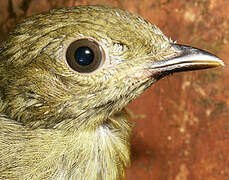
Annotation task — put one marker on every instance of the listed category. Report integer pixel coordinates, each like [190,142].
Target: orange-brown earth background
[181,123]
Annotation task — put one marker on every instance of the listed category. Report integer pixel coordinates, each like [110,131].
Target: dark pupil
[84,56]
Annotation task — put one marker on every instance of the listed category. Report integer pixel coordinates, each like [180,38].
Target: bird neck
[101,153]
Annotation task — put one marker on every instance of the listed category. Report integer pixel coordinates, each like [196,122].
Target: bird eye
[84,55]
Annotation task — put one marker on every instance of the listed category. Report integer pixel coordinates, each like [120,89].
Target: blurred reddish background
[181,123]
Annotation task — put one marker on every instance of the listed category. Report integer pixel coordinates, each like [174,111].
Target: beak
[187,59]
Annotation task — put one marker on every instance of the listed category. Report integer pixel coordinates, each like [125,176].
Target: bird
[66,77]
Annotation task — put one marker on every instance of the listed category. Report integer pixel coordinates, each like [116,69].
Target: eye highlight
[84,55]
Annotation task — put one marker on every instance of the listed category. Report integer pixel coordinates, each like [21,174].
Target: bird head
[75,67]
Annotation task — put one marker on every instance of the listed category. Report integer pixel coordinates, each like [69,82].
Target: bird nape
[66,76]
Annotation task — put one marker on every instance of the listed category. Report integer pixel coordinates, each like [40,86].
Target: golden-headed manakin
[66,76]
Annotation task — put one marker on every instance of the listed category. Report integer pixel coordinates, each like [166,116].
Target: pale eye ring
[84,55]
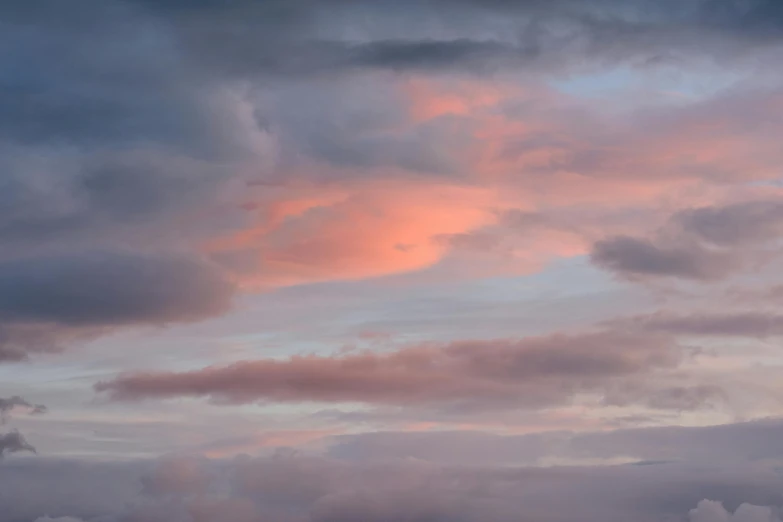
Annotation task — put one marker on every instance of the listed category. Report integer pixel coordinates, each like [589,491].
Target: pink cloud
[531,372]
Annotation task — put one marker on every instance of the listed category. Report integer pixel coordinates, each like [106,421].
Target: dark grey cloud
[532,372]
[745,442]
[641,257]
[109,288]
[49,302]
[704,244]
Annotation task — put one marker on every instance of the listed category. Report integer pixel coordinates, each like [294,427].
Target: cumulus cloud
[7,405]
[313,489]
[713,511]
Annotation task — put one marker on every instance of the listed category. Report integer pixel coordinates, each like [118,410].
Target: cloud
[713,511]
[530,372]
[14,442]
[702,244]
[719,324]
[746,442]
[313,489]
[48,302]
[7,405]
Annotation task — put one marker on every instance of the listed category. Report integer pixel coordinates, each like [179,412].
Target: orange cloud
[363,230]
[530,149]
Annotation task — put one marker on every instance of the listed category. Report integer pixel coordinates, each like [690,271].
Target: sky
[411,261]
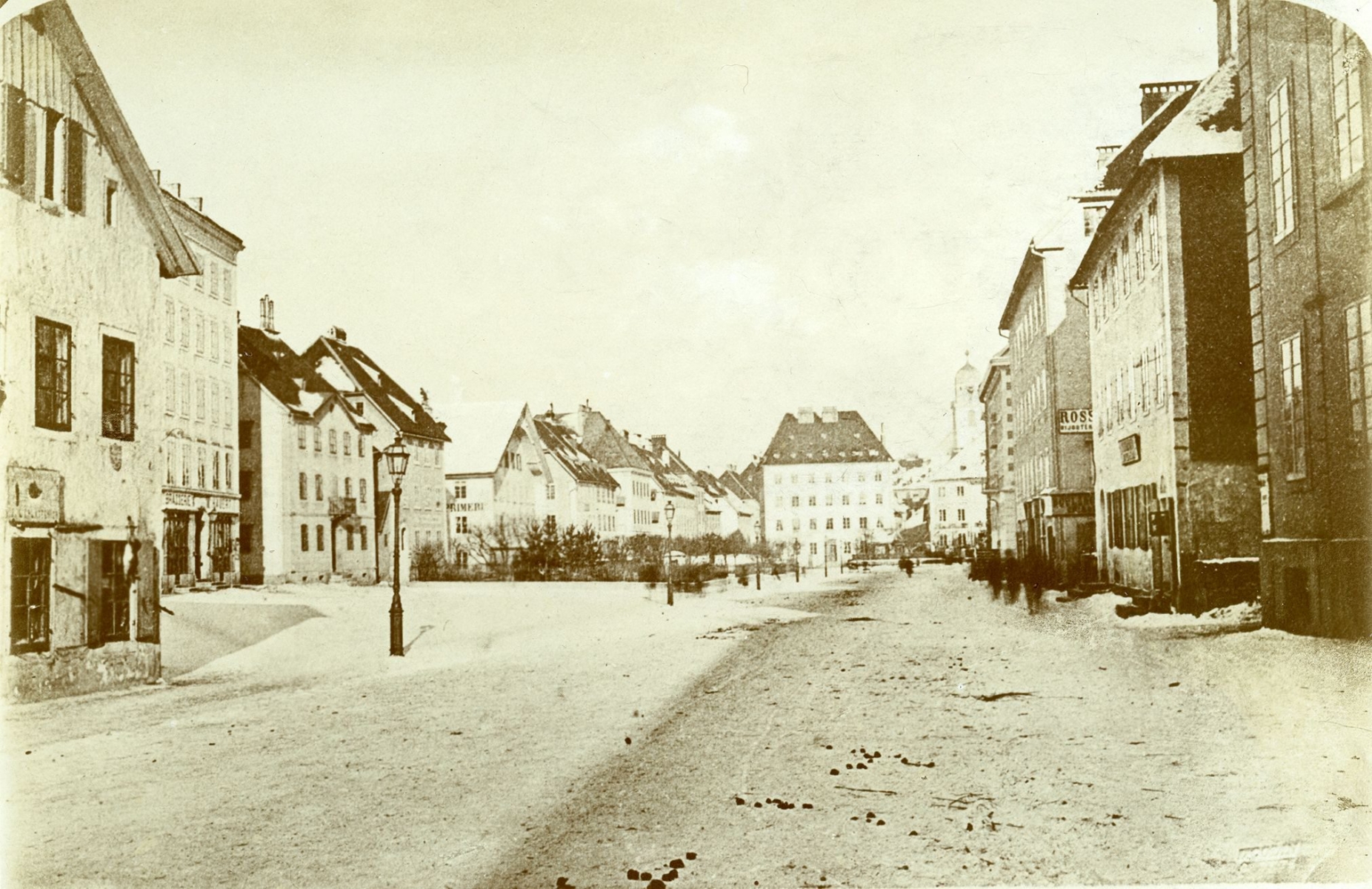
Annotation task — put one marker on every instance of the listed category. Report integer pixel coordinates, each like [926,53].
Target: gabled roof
[565,444]
[848,439]
[610,446]
[1212,128]
[61,27]
[399,407]
[286,375]
[481,433]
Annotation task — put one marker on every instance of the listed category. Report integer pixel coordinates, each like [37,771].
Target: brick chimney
[268,309]
[1157,95]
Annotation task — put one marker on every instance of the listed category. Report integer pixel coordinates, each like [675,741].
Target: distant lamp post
[670,509]
[397,462]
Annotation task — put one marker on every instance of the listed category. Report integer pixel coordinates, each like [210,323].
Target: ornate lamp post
[670,509]
[397,462]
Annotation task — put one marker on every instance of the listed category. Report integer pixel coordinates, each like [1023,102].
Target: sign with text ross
[1130,449]
[1075,422]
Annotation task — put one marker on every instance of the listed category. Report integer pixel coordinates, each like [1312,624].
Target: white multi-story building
[827,487]
[199,382]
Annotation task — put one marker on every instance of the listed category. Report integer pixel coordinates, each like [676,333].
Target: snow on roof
[479,433]
[1209,125]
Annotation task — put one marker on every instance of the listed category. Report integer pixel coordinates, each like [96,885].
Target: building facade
[380,401]
[84,249]
[305,470]
[998,412]
[199,383]
[1167,282]
[1048,335]
[1307,207]
[827,487]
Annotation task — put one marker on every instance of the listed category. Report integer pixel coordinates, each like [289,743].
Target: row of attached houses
[510,465]
[150,441]
[1190,343]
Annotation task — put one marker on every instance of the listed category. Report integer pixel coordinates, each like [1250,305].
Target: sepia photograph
[705,444]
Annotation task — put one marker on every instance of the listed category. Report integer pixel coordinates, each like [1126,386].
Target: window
[1154,247]
[53,375]
[109,593]
[1293,405]
[1138,249]
[16,135]
[111,198]
[1279,156]
[1348,98]
[30,565]
[1357,327]
[50,153]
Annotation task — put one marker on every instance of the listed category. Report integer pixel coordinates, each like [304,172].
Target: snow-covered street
[893,730]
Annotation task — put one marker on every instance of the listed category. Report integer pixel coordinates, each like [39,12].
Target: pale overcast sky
[697,214]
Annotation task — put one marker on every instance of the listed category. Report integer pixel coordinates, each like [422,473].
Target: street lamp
[670,509]
[397,462]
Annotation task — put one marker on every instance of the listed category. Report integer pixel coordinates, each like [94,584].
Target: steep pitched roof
[610,446]
[286,375]
[390,397]
[850,439]
[481,433]
[62,29]
[565,444]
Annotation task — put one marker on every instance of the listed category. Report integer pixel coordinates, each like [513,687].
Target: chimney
[1105,154]
[1157,95]
[268,307]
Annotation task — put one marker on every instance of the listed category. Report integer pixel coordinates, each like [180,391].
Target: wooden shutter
[76,167]
[150,600]
[98,592]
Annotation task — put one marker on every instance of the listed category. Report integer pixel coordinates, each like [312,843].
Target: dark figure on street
[995,574]
[1013,579]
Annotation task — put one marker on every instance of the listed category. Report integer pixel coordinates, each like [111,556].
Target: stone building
[1048,335]
[306,476]
[199,383]
[384,404]
[1165,278]
[1307,210]
[998,413]
[827,487]
[84,249]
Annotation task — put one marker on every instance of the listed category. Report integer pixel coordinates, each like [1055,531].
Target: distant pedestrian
[995,574]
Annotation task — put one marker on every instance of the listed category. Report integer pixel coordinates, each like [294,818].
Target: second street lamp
[397,462]
[670,509]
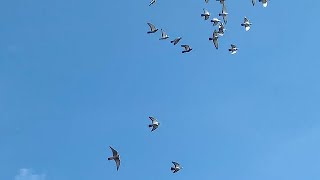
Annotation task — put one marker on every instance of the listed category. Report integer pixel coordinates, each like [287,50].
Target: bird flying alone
[233,49]
[187,48]
[154,123]
[224,14]
[176,167]
[246,23]
[153,29]
[164,35]
[176,40]
[205,14]
[115,157]
[214,38]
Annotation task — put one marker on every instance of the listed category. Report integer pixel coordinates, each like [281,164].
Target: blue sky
[78,76]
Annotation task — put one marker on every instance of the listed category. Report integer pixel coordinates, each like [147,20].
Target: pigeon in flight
[264,2]
[187,48]
[224,14]
[221,29]
[233,49]
[115,157]
[215,21]
[154,123]
[176,40]
[246,23]
[205,14]
[152,2]
[176,167]
[153,29]
[163,35]
[214,38]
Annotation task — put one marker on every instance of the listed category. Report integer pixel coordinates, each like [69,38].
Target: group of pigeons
[154,125]
[215,35]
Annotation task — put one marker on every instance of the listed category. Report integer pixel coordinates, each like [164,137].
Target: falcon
[246,23]
[153,29]
[154,123]
[176,40]
[187,48]
[233,49]
[214,38]
[115,157]
[176,167]
[205,14]
[164,35]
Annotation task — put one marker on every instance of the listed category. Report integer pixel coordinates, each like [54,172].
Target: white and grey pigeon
[205,14]
[214,38]
[187,48]
[264,2]
[215,21]
[176,40]
[153,29]
[224,14]
[152,2]
[115,157]
[154,123]
[176,167]
[246,23]
[233,49]
[253,2]
[221,29]
[164,35]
◆ ◆ ◆ ◆ ◆
* _WHAT THE EXERCISE ASKS_: Repeat all entries exactly. Skip the pictures.

* _THE ANSWER_:
Annotation task — put one marker on every instance of the listed category. Report integer pixel coordinates, each like [190,142].
Target: orange-brown earth background
[181,123]
Annotation task — put one marker on every instance of the listed category. Report integer pixel coordinates, each like [110,131].
Target: dark pupil
[84,56]
Annotation task — put one marker on every instance of the listed category. Report integer pixel coordinates, each like [180,38].
Target: bird neck
[101,153]
Annotation task — put one marker on every instance of the listed category. Report integer pixel coordinates, each like [196,122].
Target: bird eye
[84,55]
Annotation task — put one marker on every instance of the listed category. Report integer pixel coordinates, each like [120,89].
Target: blurred reddish background
[181,123]
Annotation task — put one marker on every instance of the listed category. Report integer pixel coordinates, each like [174,111].
Target: beak
[187,59]
Annotation task — put one marker on every instance of the listed category. Report integer pixel coordinates, each like [125,176].
Target: bird
[66,77]
Annotation task — put one marker on every instance of the listed category. Report integer pixel coordinates, each like [116,69].
Target: eye highlight
[84,55]
Annotation task — put one marker on every instance of the listed category. Report integer pixel coordinates, each like [21,174].
Target: bird head
[75,67]
Annotation task — put one marker on every instance of the listed category. Report integer pixel coordinates, each like [69,82].
Target: bird nape
[66,76]
Annotation task — put one marker on every instance of the listed category. Report integer pixel coordinates, each like [40,86].
Target: golden-headed manakin
[66,76]
Annotation task — put one marker on every instance of the listed category. Report integer pixel coordinates, each like [166,116].
Target: pale eye ring
[84,55]
Annotation task — put one marker on every instance of the listed category. Report integer pixel coordinates, each like [589,491].
Target: pink cloud
[531,372]
Annotation task — put one marker on every instance of the listed category. Report integer pixel coordinates, each like [106,421].
Target: dark grey cloud
[532,372]
[745,442]
[641,257]
[109,288]
[49,302]
[704,244]
Annotation task — put one marker on every instance of the listed category. Report integer pixel coordinates, each like [294,427].
Target: cumulus cloud
[7,405]
[313,489]
[713,511]
Annotation task — put one marker on every instance of the listed category. Report integer pixel coordinates, each like [118,410].
Target: cloud
[713,511]
[530,372]
[14,442]
[702,244]
[719,324]
[746,442]
[313,489]
[48,302]
[7,405]
Annotation task — put one marker on every instance of the listed category. Report integer pixel coordinates, each like [179,412].
Target: orange cloud
[363,230]
[530,149]
Annotation task — put one marker on every instance of the listed category. Report integer pixel coordinates, each like [690,271].
Target: sky
[411,261]
Annotation task — put one marker on every instance of the listed category. Report integer pixel coordinates, each like [926,53].
Target: gabled roof
[565,444]
[848,439]
[610,446]
[1212,128]
[61,27]
[399,407]
[286,375]
[481,433]
Annotation task — put one marker on every instance of the listed category. Report integer pixel coordinates, each like [37,771].
Target: brick chimney
[268,309]
[1157,95]
Annotation task — put one marker on every instance of the listed category. Report integer pixel coordinates, each like [675,741].
Target: distant lamp post
[670,509]
[397,462]
Annotation task — put one marker on every instance of the listed category. Report integer pixel coordinates, each like [210,323].
Target: ornate lamp post
[670,509]
[397,462]
Annotation task — put one marker on every instance of the listed category. Report integer pixel coordinates, each like [1023,102].
Target: sign with text ross
[1130,449]
[1075,422]
Annotation task — put one marker on every instance of the listed category. Report integer pixel coordinates, each like [1312,624].
Target: white multi-story building
[827,487]
[199,382]
Annotation task — put one marker on every instance of the listed category. Report integer pixel coordinates, each like [676,333].
Target: snow on roof
[479,433]
[1209,125]
Annotation task — put one marker on every instance of the listed category. Report integer pixel coordinates, each like [96,885].
Target: building facade
[380,401]
[84,249]
[305,470]
[998,412]
[199,383]
[1167,282]
[1048,335]
[1307,207]
[827,487]
Annotation task — put one marker on every instance of the listed category. Report integer pixel coordinates, each like [289,743].
Target: row of attached houses
[510,465]
[150,441]
[1190,343]
Annotation task — put one marker on every instance of the listed category. Report integer pixel coordinates, each like [1250,305].
Target: sepia photograph
[705,444]
Annotation task — put one marker on every instance of the listed category. Report integer pixel coordinates, each like [1126,386].
Target: window
[1154,247]
[53,375]
[109,593]
[1293,405]
[1138,249]
[16,135]
[111,198]
[1279,156]
[1348,98]
[30,565]
[1357,327]
[50,153]
Annotation task — put one marker on every instance of the listed category. Report integer pixel coordinates, each like [304,172].
Target: snow-covered street
[893,730]
Annotation task — put one marker on every instance of the listed category. Report integer pixel coordinates, each like [39,12].
Target: pale overcast sky
[697,214]
Annotation task — put one marker on every instance of the listed category. Report integer pixel coordinates, each like [422,473].
Target: street lamp
[670,509]
[397,462]
Annotation task — put one marker on every instance of the listed category. Report integer pixel coordinates, each like [94,584].
Target: steep pitched roof
[610,446]
[286,375]
[390,397]
[850,439]
[481,433]
[62,29]
[565,444]
Annotation task — put one marker on every instance of the listed category. Report integer pixel coordinates, each like [513,687].
Target: chimney
[1105,154]
[1157,95]
[268,307]
Annotation task — put one marker on every instance of the listed category. Report integer pixel coordinates, each like [180,391].
Target: wooden shutter
[76,167]
[150,600]
[98,592]
Annotation task — put one marker on every instance of the listed category. Report integer pixel coordinates, each like [312,843].
Target: dark figure on street
[995,574]
[1013,579]
Annotation task — put one marker on every instance of the listed category. Report integer pixel coordinates, each like [111,556].
Target: stone building
[1048,335]
[306,476]
[199,383]
[384,404]
[1165,278]
[1307,210]
[998,413]
[827,487]
[84,249]
Annotation task — put one marker on every instance of the listed category. Report integer pixel coordinates, each like [1055,531].
Target: distant pedestrian
[995,574]
Annotation task — put one marker on every instance of the listed category. Report integer pixel coordinates, each like [294,818].
Target: second street lamp
[397,462]
[670,509]
Annotation task — put one marker on every instance of the listed category. Report integer pixel coordinates, each like [287,50].
Target: bird flying alone
[233,49]
[187,48]
[154,123]
[224,14]
[176,167]
[246,23]
[153,29]
[164,35]
[176,40]
[205,14]
[115,157]
[214,38]
Annotation task — put one marker on every instance of the listed category. Report integer pixel coordinates, each like [281,164].
Target: blue sky
[78,76]
Annotation task — put one marker on every instance of the listed category. Report integer pixel coordinates, each like [147,20].
Target: pigeon in flight
[264,2]
[187,48]
[224,14]
[221,29]
[233,49]
[115,157]
[215,21]
[154,123]
[176,40]
[246,23]
[205,14]
[152,2]
[176,167]
[153,29]
[163,35]
[214,38]
Annotation task — put one marker on every instance of the listed category. Report integer pixel coordinates, each like [69,38].
Target: group of pigeons
[154,125]
[215,35]
Annotation task — put one marker on every instance of the listed category. Report integer pixel coordinates, each like [164,137].
Target: falcon
[246,23]
[153,29]
[154,123]
[176,40]
[187,48]
[233,49]
[214,38]
[115,157]
[176,167]
[205,14]
[164,35]
Annotation task — put one marker on every instance of the listed category. Report integer pixel coordinates, each like [54,172].
Target: white and grey pigeon
[205,14]
[214,38]
[187,48]
[264,2]
[215,21]
[176,40]
[153,29]
[224,14]
[152,2]
[115,157]
[154,123]
[176,167]
[246,23]
[233,49]
[253,2]
[221,29]
[164,35]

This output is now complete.